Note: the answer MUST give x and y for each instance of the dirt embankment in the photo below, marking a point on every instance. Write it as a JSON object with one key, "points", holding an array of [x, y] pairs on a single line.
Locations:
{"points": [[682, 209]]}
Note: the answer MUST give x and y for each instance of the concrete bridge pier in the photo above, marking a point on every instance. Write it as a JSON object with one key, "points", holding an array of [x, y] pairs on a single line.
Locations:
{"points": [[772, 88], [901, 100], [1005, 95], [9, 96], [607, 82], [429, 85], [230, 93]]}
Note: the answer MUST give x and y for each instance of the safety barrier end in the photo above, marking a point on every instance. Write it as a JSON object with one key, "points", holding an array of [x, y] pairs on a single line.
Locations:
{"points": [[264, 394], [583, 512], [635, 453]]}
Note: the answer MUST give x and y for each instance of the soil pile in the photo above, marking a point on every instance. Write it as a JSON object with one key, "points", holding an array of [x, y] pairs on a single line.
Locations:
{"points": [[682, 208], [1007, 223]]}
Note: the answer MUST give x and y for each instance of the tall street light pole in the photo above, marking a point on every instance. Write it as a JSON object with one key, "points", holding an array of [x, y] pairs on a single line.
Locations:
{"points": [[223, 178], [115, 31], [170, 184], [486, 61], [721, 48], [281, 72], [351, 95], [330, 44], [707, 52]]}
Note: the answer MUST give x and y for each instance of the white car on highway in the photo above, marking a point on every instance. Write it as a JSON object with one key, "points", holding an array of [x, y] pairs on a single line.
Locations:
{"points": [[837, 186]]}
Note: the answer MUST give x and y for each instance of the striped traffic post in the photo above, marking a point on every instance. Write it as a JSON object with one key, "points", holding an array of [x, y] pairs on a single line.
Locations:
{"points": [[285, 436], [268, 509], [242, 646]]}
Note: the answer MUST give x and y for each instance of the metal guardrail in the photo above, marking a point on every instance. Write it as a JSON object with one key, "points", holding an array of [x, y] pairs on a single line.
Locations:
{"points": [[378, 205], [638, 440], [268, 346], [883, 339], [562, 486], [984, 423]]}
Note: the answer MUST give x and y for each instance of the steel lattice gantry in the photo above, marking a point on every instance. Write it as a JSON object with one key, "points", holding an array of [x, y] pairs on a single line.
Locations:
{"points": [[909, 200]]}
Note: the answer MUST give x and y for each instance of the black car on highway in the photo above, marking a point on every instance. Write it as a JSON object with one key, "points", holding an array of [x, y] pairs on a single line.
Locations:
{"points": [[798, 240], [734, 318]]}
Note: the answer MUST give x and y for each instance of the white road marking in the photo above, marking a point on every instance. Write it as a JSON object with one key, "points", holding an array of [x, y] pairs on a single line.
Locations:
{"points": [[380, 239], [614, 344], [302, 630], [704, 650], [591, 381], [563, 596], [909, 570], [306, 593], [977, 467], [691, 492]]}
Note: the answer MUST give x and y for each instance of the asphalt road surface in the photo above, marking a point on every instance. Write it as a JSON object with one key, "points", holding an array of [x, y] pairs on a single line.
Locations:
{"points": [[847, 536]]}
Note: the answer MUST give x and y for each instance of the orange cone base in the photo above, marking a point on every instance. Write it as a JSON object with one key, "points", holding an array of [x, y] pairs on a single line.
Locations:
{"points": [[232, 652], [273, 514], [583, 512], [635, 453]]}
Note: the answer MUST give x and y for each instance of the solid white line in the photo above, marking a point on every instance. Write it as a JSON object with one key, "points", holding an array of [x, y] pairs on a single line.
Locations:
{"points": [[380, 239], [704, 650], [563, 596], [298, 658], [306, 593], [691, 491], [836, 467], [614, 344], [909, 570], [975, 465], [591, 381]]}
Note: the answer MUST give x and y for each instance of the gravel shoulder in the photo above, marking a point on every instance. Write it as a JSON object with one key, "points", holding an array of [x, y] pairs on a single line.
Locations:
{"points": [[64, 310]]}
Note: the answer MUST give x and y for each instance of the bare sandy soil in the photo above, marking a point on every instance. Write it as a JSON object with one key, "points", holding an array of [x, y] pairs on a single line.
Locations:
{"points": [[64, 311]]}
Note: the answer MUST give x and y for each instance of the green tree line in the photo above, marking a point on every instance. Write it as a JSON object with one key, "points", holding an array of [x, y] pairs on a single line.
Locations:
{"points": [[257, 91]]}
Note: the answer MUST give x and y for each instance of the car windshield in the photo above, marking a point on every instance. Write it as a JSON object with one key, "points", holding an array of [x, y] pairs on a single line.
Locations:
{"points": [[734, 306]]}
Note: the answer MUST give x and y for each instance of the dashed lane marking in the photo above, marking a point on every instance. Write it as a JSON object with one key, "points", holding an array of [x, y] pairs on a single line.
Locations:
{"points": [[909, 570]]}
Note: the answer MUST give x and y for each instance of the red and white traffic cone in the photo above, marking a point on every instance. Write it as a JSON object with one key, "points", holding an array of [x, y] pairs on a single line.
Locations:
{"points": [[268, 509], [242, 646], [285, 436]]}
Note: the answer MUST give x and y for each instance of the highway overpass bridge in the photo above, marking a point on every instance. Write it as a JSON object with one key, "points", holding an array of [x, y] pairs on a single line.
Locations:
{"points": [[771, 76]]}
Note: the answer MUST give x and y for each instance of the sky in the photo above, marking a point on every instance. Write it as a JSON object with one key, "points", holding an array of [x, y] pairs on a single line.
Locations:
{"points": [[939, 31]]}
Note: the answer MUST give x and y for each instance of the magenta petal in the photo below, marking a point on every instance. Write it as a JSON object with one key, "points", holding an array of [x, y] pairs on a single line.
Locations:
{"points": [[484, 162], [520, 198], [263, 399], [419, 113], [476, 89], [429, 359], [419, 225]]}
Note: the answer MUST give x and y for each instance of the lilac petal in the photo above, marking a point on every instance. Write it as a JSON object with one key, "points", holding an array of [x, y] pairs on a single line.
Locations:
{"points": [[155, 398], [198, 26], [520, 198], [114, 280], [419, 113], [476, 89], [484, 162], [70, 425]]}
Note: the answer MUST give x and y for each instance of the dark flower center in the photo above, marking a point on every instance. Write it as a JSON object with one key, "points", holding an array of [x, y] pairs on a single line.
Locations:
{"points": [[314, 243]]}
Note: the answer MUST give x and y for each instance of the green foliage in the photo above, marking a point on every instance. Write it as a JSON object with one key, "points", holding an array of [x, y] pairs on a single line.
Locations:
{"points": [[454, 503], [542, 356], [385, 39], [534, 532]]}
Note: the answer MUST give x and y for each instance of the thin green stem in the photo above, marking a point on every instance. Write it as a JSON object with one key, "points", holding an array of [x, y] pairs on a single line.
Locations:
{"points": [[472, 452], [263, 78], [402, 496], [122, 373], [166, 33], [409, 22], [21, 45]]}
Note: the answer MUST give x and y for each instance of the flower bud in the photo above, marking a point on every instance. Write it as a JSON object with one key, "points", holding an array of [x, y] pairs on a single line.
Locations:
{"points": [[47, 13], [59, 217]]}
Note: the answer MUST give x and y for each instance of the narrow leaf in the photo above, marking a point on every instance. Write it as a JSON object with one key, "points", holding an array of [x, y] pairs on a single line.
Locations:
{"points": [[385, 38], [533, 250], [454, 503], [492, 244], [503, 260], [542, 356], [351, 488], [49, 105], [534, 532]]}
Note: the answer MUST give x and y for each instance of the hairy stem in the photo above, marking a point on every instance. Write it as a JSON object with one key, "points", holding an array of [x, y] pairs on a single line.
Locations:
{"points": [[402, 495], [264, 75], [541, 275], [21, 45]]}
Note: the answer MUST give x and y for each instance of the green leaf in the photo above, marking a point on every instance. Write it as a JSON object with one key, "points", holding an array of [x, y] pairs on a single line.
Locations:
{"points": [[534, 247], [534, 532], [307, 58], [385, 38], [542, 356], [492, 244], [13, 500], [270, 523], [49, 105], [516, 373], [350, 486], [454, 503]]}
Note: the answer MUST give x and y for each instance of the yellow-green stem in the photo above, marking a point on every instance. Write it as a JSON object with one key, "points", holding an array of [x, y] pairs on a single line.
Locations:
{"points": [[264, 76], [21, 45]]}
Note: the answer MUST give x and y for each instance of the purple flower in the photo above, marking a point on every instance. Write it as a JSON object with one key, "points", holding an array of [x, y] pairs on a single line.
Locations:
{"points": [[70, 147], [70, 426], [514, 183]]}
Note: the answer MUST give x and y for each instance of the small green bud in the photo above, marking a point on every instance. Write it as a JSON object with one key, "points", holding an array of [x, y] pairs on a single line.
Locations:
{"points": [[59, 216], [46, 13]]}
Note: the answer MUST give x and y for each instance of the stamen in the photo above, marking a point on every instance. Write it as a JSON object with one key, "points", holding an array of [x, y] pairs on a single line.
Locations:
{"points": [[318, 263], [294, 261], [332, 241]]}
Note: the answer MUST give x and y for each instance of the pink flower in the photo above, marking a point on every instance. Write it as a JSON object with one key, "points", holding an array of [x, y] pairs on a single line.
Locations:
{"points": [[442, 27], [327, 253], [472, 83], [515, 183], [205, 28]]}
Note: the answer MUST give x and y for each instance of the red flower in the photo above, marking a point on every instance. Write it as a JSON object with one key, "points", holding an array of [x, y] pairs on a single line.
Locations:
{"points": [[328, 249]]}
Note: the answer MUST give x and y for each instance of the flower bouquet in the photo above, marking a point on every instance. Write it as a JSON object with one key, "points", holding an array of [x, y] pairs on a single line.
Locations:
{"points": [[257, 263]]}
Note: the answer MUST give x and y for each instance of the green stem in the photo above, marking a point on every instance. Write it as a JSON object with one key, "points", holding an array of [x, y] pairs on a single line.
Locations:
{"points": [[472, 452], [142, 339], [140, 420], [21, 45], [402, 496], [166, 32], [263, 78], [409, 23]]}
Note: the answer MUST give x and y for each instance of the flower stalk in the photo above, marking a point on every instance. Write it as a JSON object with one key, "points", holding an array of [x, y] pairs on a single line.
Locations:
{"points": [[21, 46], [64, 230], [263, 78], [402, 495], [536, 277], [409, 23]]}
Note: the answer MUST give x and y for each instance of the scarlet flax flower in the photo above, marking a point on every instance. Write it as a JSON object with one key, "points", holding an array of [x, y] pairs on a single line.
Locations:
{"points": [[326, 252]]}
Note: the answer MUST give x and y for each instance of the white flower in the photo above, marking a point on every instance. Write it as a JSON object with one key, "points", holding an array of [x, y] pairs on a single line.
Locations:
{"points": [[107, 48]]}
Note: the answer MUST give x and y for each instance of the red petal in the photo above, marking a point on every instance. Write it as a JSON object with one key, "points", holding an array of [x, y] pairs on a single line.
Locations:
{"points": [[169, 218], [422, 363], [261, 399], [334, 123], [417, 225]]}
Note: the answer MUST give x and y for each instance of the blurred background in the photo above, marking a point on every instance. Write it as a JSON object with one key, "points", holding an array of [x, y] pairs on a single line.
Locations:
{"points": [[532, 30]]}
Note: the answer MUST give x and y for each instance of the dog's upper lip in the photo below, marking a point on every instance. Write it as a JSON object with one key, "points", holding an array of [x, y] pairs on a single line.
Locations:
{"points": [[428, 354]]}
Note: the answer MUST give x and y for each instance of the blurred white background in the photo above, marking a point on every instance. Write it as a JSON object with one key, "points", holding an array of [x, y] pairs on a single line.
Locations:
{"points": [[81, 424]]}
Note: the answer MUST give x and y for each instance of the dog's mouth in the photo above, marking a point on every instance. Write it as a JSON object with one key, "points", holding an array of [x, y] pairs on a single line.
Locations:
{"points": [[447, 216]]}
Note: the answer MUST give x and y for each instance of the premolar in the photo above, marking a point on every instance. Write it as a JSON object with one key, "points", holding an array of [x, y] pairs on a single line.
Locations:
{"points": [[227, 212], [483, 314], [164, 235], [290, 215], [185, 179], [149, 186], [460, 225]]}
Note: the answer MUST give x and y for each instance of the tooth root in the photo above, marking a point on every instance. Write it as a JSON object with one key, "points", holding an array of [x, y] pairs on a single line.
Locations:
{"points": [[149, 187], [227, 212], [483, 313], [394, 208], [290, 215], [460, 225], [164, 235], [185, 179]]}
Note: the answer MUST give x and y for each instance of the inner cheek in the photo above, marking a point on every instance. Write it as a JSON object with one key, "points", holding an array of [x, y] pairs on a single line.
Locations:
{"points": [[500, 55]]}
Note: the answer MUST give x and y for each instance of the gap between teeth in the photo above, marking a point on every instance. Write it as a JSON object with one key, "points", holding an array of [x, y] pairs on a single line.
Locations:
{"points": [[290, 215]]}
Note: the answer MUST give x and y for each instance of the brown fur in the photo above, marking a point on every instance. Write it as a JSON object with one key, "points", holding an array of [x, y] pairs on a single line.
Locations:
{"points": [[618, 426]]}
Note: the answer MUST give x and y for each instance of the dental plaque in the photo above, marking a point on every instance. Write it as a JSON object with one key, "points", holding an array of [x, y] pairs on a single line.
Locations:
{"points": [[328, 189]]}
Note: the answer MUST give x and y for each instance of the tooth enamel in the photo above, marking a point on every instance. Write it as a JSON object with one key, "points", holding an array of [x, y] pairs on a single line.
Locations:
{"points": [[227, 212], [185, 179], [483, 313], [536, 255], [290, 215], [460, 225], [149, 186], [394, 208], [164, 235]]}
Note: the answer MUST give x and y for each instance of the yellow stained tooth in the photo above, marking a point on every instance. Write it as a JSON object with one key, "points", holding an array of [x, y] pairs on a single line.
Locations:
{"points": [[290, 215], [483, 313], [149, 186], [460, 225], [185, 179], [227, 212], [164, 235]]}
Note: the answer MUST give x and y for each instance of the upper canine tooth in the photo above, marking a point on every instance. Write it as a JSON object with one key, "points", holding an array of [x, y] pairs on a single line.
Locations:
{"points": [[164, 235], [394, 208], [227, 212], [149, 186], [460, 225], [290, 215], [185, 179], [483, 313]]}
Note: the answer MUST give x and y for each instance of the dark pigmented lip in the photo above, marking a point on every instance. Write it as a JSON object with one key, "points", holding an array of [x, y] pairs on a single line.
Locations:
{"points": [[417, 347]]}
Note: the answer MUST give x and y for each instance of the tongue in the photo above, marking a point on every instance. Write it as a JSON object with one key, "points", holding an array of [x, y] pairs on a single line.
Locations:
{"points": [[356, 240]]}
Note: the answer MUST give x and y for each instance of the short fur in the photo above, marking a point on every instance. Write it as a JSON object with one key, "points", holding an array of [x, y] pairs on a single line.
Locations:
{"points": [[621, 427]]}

» **AIM OF THE EXERCISE**
Your reply should hold every line from the data that contains "leaf", copied in full.

» **WRITTEN REPLY**
Note: the answer MUST give x and y for each instance of the narrow leaf in the photo above, marking a point on every instance. Write it as a JSON object with one key, "points", holding an array of [x, y] pairs on a single line.
Note: the answer MUST give x and y for each instance of the green leaf in the photo above, marking a point on every instance. Write it as a JSON object with one key, "points", holding an array of [x, y] pairs on a single line.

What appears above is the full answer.